* _Selection_
So to the marriage chamber, where the family priest lingered
hesitatingly to preach patience.
Patience! with a bride before one, every fold of whose veiled figure
told of beauty!
Beauty indeed! but--one glance was enough--she was a widow!
He had been tricked indeed! A virgin widow, no doubt, and beautiful,
exceedingly; yet still a widow, and accursed, almost unclean.
What did she say to him? History does not tell us. All we know is that
"her kindness and vows of fidelity overcame his sadness."
Doubtless, the pity which is akin to love swayed him, but it was her
cleverness, and not her kindness that gained the victory. For that
strange marriage night was spent in a woman teaching a man how to win
back his ancestral kingdom. Not by war, that was too crude. The people
must be won over. Let her husband ask next morning as the marriage
gift which no Rajput bridegroom is refused, for one Jal, a humble
scribe of the city.
So Hamir went home burdened by a widow-wife and a scribe.
A year passed, and a prince was born; another year spent in what wiles
and guiles only the widow mother and her scribe adviser knew, and the
little prince, sick, had to be taken back to Chitore in order to be
placed for healing before the shrine of Vyan-Mata. Taken, oddly
enough, while his grandfather, the mercenary governor, was away with
most of the troops on an expedition.
A beautiful injured queen, a lovely baby prince, a hero husband ready
to regain the throne of his ancestors, a devoted adherent prepared for
every emergency; these were the factors in the sudden acclaim by which
Hamir, in consequence of his courtesy, was able once more to raise the
standard of the Sun on the walls of Chitore. Where it remained for
long years gloriously, comparatively peacefully; for while in
Mahomedan Delhi no less than twenty-five monarchs were needed--such
was the perpetual procession of assassinations, rebellions,
dethronement--to bridge the period between Kutb-ud-din's seizure of
Delhi and Timur's invasion of India, in Chitore--that is to say,
Mewar, or as it is now called, Oudipur--eleven princes had sufficed to
fill the throne.

* _Records_

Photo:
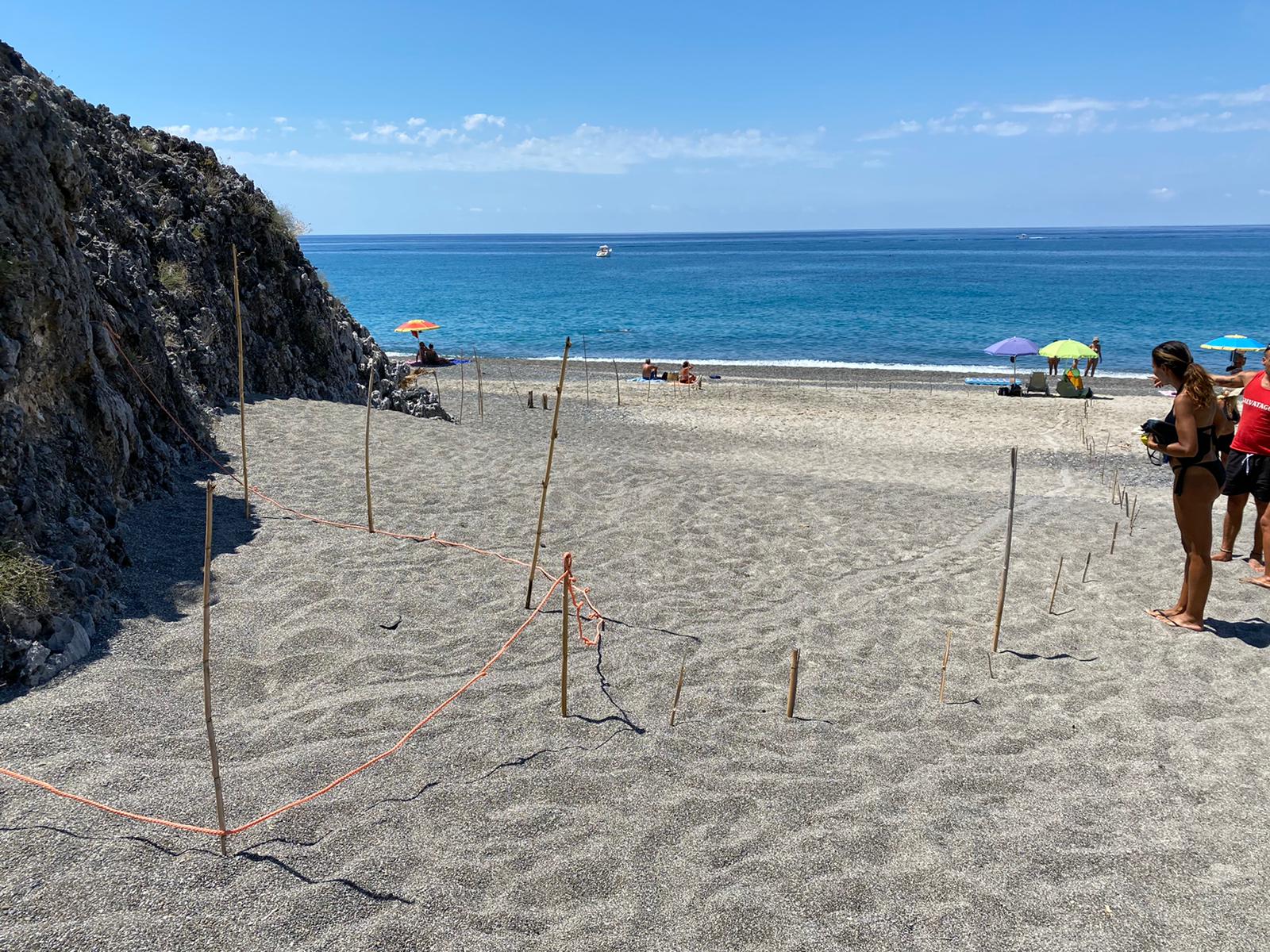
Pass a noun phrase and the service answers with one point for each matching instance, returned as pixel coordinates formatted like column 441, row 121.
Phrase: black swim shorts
column 1248, row 473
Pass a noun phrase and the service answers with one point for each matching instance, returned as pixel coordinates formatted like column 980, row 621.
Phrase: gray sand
column 1105, row 791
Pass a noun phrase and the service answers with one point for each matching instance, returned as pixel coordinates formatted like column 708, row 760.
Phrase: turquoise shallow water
column 920, row 298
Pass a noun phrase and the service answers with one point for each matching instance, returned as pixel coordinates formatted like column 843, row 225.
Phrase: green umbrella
column 1068, row 351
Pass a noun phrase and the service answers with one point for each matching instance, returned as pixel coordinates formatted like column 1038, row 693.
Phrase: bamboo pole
column 944, row 670
column 463, row 386
column 546, row 478
column 564, row 651
column 793, row 695
column 675, row 706
column 1010, row 532
column 207, row 666
column 1057, row 577
column 238, row 319
column 370, row 511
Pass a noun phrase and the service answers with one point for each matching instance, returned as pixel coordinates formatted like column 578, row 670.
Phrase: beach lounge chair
column 1037, row 384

* _Written problem 1_
Reproduce verbatim the part of the passage about Hamir and Chitore that opens with the words containing "He had been" and closes with "of the city.".
* _Written problem 2_
Using the passage about Hamir and Chitore, mark each statement yes or no and quote the words that decide it: (a) History records what the bride said to Hamir. (b) The sick prince was brought to Chitore while his grandfather was away with most of the troops. (c) Eleven princes sufficed to fill the throne of Chitore over the period described.
* _Written problem 3_
From the passage about Hamir and Chitore, put this sentence into Spanish: "So Hamir went home burdened by a widow-wife and a scribe."

* _Task result 1_
He had been tricked indeed! A virgin widow, no doubt, and beautiful,
exceedingly; yet still a widow, and accursed, almost unclean.
What did she say to him? History does not tell us. All we know is that
"her kindness and vows of fidelity overcame his sadness."
Doubtless, the pity which is akin to love swayed him, but it was her
cleverness, and not her kindness that gained the victory. For that
strange marriage night was spent in a woman teaching a man how to win
back his ancestral kingdom. Not by war, that was too crude. The people
must be won over. Let her husband ask next morning as the marriage
gift which no Rajput bridegroom is refused, for one Jal, a humble
scribe of the city.

* _Task result 2_
(a) No: "What did she say to him? History does not tell us."
(b) Yes: "while his grandfather, the mercenary governor, was away with most of the troops on an expedition."
(c) Yes: "eleven princes had sufficed to fill the throne."

* _Task result 3_
Así que Hamir volvió a casa cargado con una esposa viuda y un escriba.